- _Description of the task_: Every entry below must be repeated exactly; skip the pictures.

- _Dataset extract_:
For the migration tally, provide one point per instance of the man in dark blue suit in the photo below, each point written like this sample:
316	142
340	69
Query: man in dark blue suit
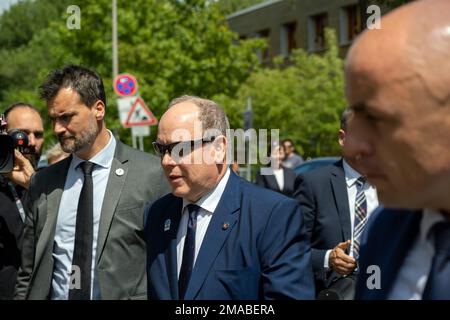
327	197
218	236
400	134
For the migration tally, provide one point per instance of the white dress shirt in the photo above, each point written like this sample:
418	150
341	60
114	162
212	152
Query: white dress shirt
413	274
208	204
66	223
351	175
279	177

- _Answer section_:
For the migration tally, provide one point per instance of the man in dark blue suit in the photo below, each point written like this sample:
316	142
340	69
Query: man in dark blue suit
327	197
218	236
400	134
For the migration tally, provide one point per instance of the white dress shirt in the photo above, each point written like this sample:
418	150
341	60
114	162
212	152
Query: white dress shirt
413	274
208	204
66	223
351	175
279	177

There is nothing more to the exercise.